== Task instructions ==
(A) Answer these questions using the passage on technology in dispute resolution. Mark your answers (i), (ii) and (iii).
(i) Apart from subjectivity, what does the passage say human decision makers also bring to the table?
(ii) Which two kinds of expert work does the passage name as having the potential to be carried out more efficiently by technology?
(iii) According to the passage, who would still need to agree upon or determine the criteria, content and assumptions to be applied?
(B) Write a continuation of the passage on technology in dispute resolution, starting right after its final sentence.

━━━ Reading passage ━━━

We need to have the confidence to ask ourselves whether, at least for certain cases, there are other methods of determining disputes that may have the potential to produce not only more efficient outcomes but possibly better and more reliable ones. Perhaps methods that would address some of the limitations of the processes we currently use.

For example, human decision makers may have a complex understanding of nuance and an ability to judge witness credibility that current AI systems could not hope to match. However, they also bring a measure of subjectivity and unconscious bias to the table. In the case of expert evidence, fairly superficial matters such as how individual experts present themselves, how articulate they are, whether they are using their first language (or how their evidence is translated) can influence not only decision makers, but the parties who select experts in the first place. 

Moreover, some of the work that such experts do, such as the review and analysis of primary source material and the application of statistical information, has the potential not only to be more efficiently carried out by technology but also, arguably, more objectively assessed. It is critical to note here that pursuing a different approach would not render either arbitration practitioners or experts irrelevant at least initially —for instance, parameters for this technology would still need to be designed. The criteria, content and assumptions to be applied would still need to be agreed upon or determined by human beings. However, there may be greater scope with such technology to narrow the areas in dispute to those where there is a greater element of opinion or subjectivity.

━━━ Given data ━━━

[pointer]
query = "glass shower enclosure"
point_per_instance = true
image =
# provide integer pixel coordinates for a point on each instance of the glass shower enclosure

━━━

== Answers for this exercise ==
(A)
(i) Unconscious bias.
(ii) The review and analysis of primary source material, and the application of statistical information.
(iii) Human beings.

(B)
AI technology may also be capable of contributing to factual decision making, for instance in adopting statistical sampling in determining fact heavy disputes where it is difficult or inefficient for either party to prove or respond to every assertion made.  This is already being used to a limited extent in construction disputes before the English Court although such an approach requires agreement on the sample by the parties and tribunal alike (cf. Amey LG Limited v Cumbria City Council [2016] EWCH 2856 (TCC)).  Similar innovations could allow certain factual issues of complex disputes to be determined entirely separately by AI technology which might then provide the parties with a set of findings-in-fact on which to base their legal arguments.

These are radical ideas, no doubt, and they will undoubtedly sound alarming to many practitioners—possibly for good and justifiable reasons. Nevertheless, we need to be willing to talk about them and to add our voices to the marketplace of ideas. We need to be prepared to open our minds to the possibility of adopting new and unfamiliar methods and processes of dispute resolution if we are persuaded that those will meet our clients’ needs. And if, ultimately, we have solid and genuine concerns about some of the new tools being advocated, we need to be able to explain our concerns to IA users. 

Is innovation and technological progress important to the growth and development of International Arbitration?

Yes. And Adam Ferguson would agree. At this point in time, innovation and technological progress is the most important challenge—and opportunity—that IA faces. Arbitration practitioners need to  work with professionals in other disciplines,  who may not currently be involved in the dispute resolution industry. We need to fully understand how technology could transform IA in the future, so that we can judge how such innovations might impact the system, for good or ill, and meaningfully contribute to its future design. 

If we do not do this—if we are not prepared to even have the conversation—the dispute resolution world will move on, leaving IA behind.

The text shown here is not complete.